- **Stated goal a**
Quote, word for word, everything in the rows below from the line containing "Can you find the white" down to the line containing "pixel 135 870", with both of those lines included.

To allow for randomness while considering the limitation of a maximum 1440 minutes of observation per day, check to see if there are any long intervals (i.e., any intervals in which the jump in percentage cannot be completely achieved in that interval)

if(any(percDur > maxPerInt)){
  longDays <- percDur > maxPerInt
  morePerInt <- maxPerInt - percDur
  perEnd <- c(which(diff(longDays,1) < 0), length(longDays))
# Group intervals into periods bounded by "long" days
# and determine if there are any long periods (i.e., where
# the jump in percentage can't be achieved in that period)
  perInd <- rep(seq_along(perEnd), diff(c(0, perEnd)))
  perSums <- tapply(percDur, perInd, sum)
  maxPerPer <- tapply(maxPerInt, perInd, sum)
  longPers <- perSums > maxPerPer
# If there are long periods, determine, starting with the last period, when the
# excess can be covered. Each group of periods is recorded in the persToWatch
# object
  if(any(longPers)) {
    maxLongPer <- perEnd[max(which(longPers))]
    persToWatch <- rep(NA, length(maxLongPer))
    for(kk in rev(seq_len(maxLongPer))) {
      if(kk < maxLongPer && min(persToWatch, na.rm = TRUE) <= kk) next
        theSums <- cumsum(morePerInt[order(seq_len(kk),
          decreasing = TRUE)])
        above0 <- which(rev(theSums) > 0)
        persToWatch[kk] <- max(above0[which(!perInd[above0] %in% c(perInd[kk],
          which(longPers)) & !above0 %in% which(longDays))])

- **Material for the task**
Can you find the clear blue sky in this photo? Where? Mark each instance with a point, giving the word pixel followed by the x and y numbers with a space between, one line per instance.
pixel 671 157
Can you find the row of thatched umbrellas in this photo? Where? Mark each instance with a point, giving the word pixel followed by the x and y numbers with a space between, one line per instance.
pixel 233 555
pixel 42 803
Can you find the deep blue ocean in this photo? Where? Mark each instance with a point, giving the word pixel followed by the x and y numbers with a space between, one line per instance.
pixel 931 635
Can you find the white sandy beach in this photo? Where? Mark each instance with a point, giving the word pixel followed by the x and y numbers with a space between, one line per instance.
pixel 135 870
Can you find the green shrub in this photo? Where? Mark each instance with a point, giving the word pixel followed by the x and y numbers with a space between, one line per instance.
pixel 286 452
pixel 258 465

---

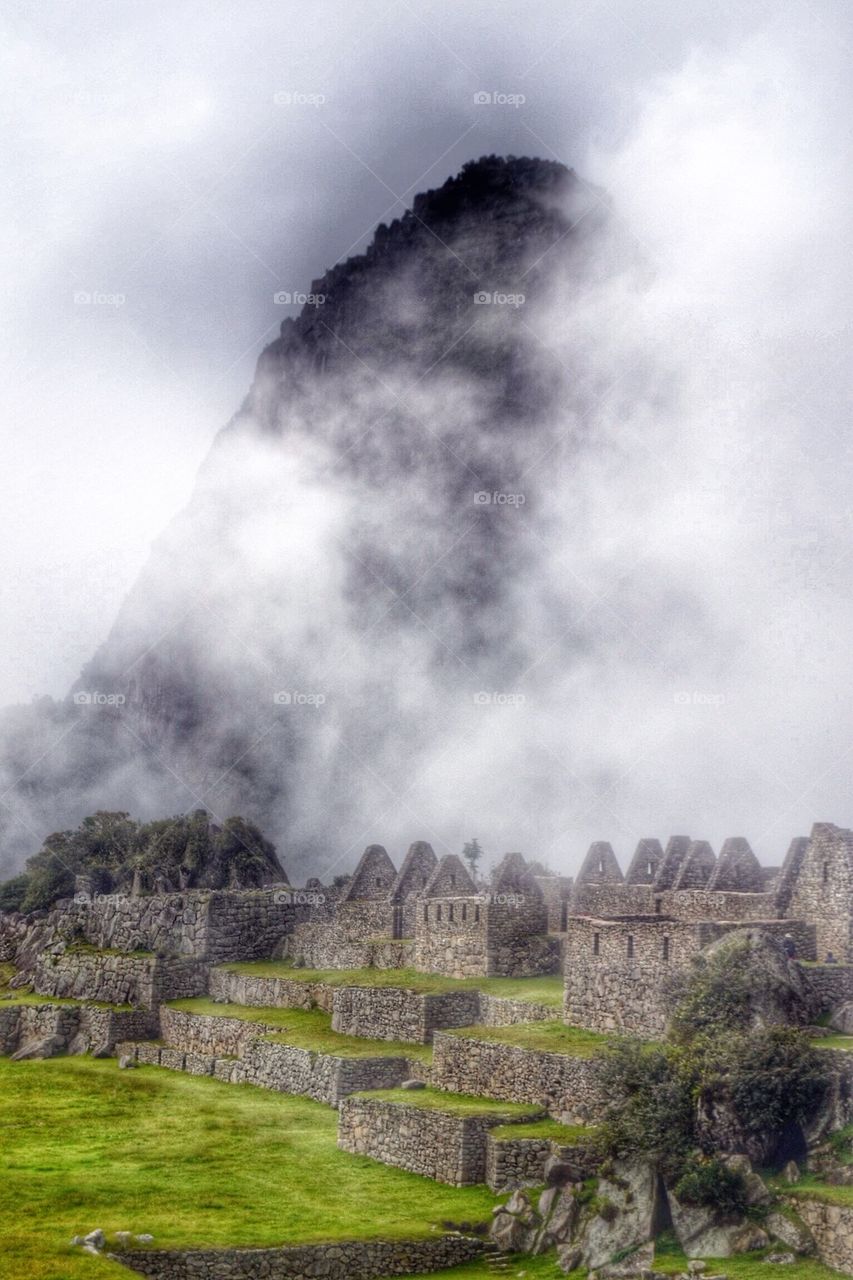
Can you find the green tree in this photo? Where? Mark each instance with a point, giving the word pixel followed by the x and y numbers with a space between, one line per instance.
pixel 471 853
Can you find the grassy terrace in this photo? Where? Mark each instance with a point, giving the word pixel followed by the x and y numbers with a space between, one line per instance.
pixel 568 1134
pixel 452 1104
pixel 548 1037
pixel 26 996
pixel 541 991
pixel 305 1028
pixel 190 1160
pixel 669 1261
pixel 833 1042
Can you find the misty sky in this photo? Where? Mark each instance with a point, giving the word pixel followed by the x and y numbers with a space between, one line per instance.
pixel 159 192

* * *

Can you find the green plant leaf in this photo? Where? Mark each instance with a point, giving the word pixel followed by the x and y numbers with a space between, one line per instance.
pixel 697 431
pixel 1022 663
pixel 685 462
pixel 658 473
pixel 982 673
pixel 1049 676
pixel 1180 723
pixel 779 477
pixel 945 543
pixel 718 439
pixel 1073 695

- **Stated goal b**
Continue the R code on long observation intervals from the point where it stops.

- **Response a**
Can you find the white sandy beach in this photo? Where? Mark each instance with a point, giving the word pixel followed by the x and y numbers with a space between, one line per instance.
pixel 135 870

- **Response b**
    }
  }
}

Now we can start the randomness. The first component of the sampling determines the overall proportion of a that occurs in each of the intervals. How much? Let runif decide. The upper and lower limits must reflect the maximum observation time per day and the excess amount of any long days and periods

  for(jj in seq_along(percDur[-1])) {
    upperBound <- pmin(sampMat[, jj] + maxPerInt[jj],
      cumPercDur[jj] + 1)
    lowerBound <- cumPercDur[jj]
# If there are long days, determine the interval over which the
# excess observation time may be spread
    if(any(percDur > maxPerInt) && any(which(longDays) >= jj)) {
      curLongDay <- max(which(perInd %in% perInd[jj]))
      prevLongDay <- max(0, min(which(!longDays)[which(!longDays) <= jj]))
      curInt <- prevLongDay : curLongDay
# If there are also long periods, determine how much excess observation time there is
      if(any(longPers) && maxLongPer >= jj) {
        curLongPerHigh <- min(which(!is.na(persToWatch))[
          which(!is.na(persToWatch)) >= jj])
        curLongPerLow <- persToWatch[curLongPerHigh]
        longInt <- curLongPerLow : curLongPerHigh
        curExtra <- max(0,
          cumPercDur[curLongPerHigh] - 
          sum(maxPerInt[longInt[longInt > jj]]) - 
          sampMat[, jj, drop = FALSE])
      } else {
        curExtra <- cumPercDur[curLongDay] - 
          (sum(maxPerInt[curInt[curInt > jj]]) +
          sampMat[, jj, drop = FALSE])
      }
# Set the lower limit for runif appropriately
      lowerBound <- sampMat[, jj, drop = FALSE] + curExtra
    }
# There may be tolerance errors when the observations are tightly
# packed
    if(any(lowerBound - upperBound > 0)) { 
      if(all((lowerBound - upperBound) <= .Machine$double.eps*2*32)) {
        upperBound <- pmax(lowerBound, upperBound)
      } else {
        stop("\nUpper and lower bounds are on the wrong side of each other\n",
          jj,max(lowerBound - upperBound))
      }
    }
    sampMat[, jj + 1] <- runif(nsims, lowerBound, upperBound)
  }

Then add 100 percent to the end of the results and calculate the interval-specific percentage

  sampMat2 <- cbind(sampMat[, seq_along(percDur)], 100)
  sampPercDiff <- t(apply(sampMat2, 1, diff, k = 1))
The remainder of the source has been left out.